» Source:
━━━━

Do you have any suggestions? I tried "torch.nan_to_num" (without any arguments, so using the default substitutions: https://pytorch.org/docs/stable/generated/torch.nan_to_num.html), and it's basically the exact same behavior (except the loss is 0 instead of nan).

csteinmetz1 commented 3 years ago

Hey, thanks for checking out auraloss!

I have seen this issue before, I traced it to an instability issue in the computation of SI-SDR. My guess is that this is caused when the target contains values of all zeros. Here is a minimal code example to demonstrate that:

import torch
import auraloss

x = torch.rand(4, 2, 100)
y = torch.zeros(4, 2, 100)

sisdr_loss = auraloss.time.SISDRLoss()

print(sisdr_loss(x, y))  # nan
print(sisdr_loss(y, x))  # 80 dB

When the target y is a vector of zeros we get a NaN for the loss. We would expect the loss to be symmetric, so setting x or y as the target should produce the same 80dB error (The error is bounded to 80dB due to the choice of eps=1e-8).

━━━━

» Data supplied:
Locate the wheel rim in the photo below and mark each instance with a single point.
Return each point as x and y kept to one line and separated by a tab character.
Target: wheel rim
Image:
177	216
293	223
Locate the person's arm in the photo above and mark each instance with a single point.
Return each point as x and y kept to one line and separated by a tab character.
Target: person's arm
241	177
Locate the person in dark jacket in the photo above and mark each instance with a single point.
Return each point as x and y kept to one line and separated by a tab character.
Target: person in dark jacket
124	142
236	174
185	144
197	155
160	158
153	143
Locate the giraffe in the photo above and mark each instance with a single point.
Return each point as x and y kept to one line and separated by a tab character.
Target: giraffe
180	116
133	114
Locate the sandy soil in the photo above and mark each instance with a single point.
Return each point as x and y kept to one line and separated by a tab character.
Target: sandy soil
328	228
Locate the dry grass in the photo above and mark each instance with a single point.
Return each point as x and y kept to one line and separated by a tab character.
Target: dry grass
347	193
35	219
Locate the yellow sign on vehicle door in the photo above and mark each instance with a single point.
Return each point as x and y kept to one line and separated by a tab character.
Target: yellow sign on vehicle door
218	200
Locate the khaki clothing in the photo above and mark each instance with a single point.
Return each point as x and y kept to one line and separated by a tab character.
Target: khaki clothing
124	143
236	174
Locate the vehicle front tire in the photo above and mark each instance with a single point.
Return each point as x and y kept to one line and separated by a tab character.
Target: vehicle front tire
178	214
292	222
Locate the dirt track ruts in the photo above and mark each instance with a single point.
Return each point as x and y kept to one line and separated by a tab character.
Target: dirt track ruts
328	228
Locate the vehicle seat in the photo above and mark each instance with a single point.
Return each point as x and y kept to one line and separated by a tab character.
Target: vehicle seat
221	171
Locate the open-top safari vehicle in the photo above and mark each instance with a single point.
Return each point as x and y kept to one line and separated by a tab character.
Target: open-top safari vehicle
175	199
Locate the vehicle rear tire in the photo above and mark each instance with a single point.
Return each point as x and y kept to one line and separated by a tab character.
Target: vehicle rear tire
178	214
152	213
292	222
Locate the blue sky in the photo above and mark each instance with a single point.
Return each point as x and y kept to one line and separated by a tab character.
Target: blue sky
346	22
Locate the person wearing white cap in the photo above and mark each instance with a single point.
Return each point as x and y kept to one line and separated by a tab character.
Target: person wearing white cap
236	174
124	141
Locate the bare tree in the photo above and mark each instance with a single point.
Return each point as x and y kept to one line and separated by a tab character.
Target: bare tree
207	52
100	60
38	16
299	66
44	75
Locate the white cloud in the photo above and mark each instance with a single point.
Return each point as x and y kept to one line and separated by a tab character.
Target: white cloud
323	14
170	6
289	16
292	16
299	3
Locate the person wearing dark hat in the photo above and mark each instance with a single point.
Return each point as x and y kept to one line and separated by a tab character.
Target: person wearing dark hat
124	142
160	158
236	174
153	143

━━━━

» Task to carry out: Please copy out the forum excerpt above about the SI-SDR loss returning NaN, word for word from beginning to end.

» Solved problem:
Do you have any suggestions? I tried "torch.nan_to_num" (without any arguments, so using the default substitutions: https://pytorch.org/docs/stable/generated/torch.nan_to_num.html), and it's basically the exact same behavior (except the loss is 0 instead of nan).

csteinmetz1 commented 3 years ago

Hey, thanks for checking out auraloss!

I have seen this issue before, I traced it to an instability issue in the computation of SI-SDR. My guess is that this is caused when the target contains values of all zeros. Here is a minimal code example to demonstrate that:

import torch
import auraloss

x = torch.rand(4, 2, 100)
y = torch.zeros(4, 2, 100)

sisdr_loss = auraloss.time.SISDRLoss()

print(sisdr_loss(x, y))  # nan
print(sisdr_loss(y, x))  # 80 dB

When the target y is a vector of zeros we get a NaN for the loss. We would expect the loss to be symmetric, so setting x or y as the target should produce the same 80dB error (The error is bounded to 80dB due to the choice of eps=1e-8).